**Exercise input**

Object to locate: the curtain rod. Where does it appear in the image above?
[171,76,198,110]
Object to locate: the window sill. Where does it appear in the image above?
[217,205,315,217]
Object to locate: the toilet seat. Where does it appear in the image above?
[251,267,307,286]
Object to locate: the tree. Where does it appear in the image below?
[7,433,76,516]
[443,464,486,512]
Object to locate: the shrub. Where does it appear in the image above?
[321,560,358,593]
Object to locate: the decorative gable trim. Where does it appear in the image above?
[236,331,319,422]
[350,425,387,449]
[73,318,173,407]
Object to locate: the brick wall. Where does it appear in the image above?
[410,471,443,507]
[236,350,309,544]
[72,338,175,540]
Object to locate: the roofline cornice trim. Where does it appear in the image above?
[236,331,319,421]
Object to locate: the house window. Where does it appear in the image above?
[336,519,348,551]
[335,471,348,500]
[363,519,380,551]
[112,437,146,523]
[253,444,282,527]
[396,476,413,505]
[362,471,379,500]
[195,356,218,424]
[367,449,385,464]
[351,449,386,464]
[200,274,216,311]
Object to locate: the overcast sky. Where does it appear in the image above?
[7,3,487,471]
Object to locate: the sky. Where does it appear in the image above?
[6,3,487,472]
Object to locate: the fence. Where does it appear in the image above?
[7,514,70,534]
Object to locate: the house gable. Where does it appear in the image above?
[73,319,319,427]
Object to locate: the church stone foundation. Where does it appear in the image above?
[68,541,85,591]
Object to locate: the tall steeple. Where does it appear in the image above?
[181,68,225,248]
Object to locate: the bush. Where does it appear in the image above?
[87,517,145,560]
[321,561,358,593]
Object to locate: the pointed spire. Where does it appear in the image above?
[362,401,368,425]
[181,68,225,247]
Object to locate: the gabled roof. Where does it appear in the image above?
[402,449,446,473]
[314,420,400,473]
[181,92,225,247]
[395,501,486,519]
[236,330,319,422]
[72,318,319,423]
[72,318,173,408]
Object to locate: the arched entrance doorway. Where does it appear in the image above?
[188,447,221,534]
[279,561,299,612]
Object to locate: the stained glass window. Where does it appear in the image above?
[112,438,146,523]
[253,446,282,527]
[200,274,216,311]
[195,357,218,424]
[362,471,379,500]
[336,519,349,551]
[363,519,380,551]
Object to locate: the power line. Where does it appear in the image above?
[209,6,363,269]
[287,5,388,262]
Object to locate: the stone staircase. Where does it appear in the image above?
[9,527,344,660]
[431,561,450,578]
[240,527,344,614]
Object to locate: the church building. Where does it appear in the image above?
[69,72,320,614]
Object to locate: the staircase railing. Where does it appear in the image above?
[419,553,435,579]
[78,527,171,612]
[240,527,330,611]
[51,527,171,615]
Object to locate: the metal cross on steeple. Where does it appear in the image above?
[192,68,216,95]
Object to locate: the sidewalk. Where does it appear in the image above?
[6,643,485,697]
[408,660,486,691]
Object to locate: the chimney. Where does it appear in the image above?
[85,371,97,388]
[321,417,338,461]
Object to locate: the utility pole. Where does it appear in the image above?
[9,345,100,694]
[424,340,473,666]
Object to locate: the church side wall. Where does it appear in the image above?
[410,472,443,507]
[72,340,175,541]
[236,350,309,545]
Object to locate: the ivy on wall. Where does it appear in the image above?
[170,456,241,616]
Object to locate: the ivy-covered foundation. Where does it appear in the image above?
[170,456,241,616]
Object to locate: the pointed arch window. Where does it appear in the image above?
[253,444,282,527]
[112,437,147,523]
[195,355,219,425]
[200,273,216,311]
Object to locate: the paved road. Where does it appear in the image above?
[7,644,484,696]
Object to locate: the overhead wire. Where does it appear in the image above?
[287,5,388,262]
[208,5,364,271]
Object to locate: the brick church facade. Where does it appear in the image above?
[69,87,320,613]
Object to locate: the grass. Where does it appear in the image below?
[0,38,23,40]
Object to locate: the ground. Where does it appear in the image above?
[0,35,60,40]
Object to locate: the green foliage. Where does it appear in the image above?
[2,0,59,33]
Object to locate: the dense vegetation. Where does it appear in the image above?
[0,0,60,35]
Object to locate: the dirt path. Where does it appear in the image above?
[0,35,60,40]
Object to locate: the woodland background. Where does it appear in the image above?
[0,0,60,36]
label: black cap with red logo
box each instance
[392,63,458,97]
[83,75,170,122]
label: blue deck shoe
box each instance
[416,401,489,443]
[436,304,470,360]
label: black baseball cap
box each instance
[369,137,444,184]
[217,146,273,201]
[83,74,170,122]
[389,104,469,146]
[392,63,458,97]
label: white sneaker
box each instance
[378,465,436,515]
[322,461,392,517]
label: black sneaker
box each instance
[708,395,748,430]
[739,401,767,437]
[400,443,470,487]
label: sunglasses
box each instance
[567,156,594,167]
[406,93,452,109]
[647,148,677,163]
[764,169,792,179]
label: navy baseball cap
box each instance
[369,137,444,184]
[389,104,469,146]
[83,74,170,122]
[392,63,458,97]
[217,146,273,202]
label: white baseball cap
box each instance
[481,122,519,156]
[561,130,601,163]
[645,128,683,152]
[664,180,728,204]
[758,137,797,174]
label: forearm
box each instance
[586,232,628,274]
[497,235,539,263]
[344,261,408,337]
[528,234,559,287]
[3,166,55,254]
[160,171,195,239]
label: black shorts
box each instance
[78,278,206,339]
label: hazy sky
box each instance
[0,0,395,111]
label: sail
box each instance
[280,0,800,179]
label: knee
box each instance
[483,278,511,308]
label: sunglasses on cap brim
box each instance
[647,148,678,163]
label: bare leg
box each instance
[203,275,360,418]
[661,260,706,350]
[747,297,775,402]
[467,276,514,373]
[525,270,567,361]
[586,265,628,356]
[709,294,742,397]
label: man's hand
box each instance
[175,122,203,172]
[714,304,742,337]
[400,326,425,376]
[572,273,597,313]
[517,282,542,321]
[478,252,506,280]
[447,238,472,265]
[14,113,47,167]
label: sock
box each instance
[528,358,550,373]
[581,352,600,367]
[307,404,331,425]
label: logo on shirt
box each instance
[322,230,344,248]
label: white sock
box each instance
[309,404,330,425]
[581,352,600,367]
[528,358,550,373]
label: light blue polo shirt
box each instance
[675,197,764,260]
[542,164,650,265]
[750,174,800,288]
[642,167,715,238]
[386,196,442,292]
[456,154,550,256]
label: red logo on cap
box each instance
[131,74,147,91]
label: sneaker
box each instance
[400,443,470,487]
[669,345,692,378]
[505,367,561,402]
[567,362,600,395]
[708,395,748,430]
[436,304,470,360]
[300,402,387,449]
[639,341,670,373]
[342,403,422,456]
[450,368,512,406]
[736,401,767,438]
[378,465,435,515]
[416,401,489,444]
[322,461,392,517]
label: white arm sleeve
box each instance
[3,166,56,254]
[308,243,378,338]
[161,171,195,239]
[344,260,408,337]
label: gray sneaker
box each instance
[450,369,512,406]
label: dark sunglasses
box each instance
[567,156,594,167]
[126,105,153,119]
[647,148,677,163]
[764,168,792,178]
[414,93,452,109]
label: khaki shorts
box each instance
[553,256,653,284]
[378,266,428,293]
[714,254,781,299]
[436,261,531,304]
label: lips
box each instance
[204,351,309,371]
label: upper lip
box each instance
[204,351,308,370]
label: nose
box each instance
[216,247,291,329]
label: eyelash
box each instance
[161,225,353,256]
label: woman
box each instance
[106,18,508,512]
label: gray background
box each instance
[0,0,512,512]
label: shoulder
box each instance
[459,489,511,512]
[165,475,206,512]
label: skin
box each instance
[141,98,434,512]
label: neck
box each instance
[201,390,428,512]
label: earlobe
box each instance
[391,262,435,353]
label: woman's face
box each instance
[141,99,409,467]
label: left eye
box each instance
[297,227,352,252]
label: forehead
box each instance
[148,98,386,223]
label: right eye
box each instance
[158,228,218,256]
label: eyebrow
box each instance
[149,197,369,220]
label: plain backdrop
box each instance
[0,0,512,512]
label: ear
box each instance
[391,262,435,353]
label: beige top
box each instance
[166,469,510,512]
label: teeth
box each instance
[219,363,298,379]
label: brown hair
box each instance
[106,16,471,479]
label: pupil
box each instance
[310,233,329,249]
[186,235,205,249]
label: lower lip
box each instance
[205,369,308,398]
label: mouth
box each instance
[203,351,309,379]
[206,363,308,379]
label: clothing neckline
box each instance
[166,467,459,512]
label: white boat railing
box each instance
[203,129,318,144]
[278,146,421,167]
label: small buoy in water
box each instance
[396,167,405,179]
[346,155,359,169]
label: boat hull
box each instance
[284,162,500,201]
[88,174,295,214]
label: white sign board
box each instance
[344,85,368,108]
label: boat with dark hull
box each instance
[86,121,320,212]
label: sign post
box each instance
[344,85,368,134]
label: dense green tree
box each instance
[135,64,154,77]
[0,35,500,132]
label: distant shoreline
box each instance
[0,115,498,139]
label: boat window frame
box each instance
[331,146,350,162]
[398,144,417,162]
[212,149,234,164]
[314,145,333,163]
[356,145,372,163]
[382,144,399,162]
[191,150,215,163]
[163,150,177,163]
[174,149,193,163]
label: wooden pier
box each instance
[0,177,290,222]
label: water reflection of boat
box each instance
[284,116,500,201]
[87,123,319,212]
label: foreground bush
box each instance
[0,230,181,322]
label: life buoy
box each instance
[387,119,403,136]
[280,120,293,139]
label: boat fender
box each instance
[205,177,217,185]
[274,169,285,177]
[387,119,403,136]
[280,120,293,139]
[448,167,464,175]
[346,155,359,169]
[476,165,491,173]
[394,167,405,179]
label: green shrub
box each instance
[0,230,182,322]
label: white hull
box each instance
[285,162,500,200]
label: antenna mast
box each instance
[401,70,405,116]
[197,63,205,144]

**What to work on**
Please copy verbatim the lines of the data above, starting at the line that contains "Object to locate: the sky." and stopping after the line that contains "[181,68,225,248]".

**Exercise output**
Object to locate: the sky. Where does it appear in the image above?
[6,3,487,472]
Object to locate: the fence. Where does it appear in the image above?
[7,514,70,534]
Object to locate: the house gable. Where does it appear in the image above?
[73,319,319,427]
Object to locate: the church stone foundation. Where does it appear in the image above?
[68,541,85,591]
Object to locate: the tall steeple. Where does it appear in the image above?
[181,68,225,248]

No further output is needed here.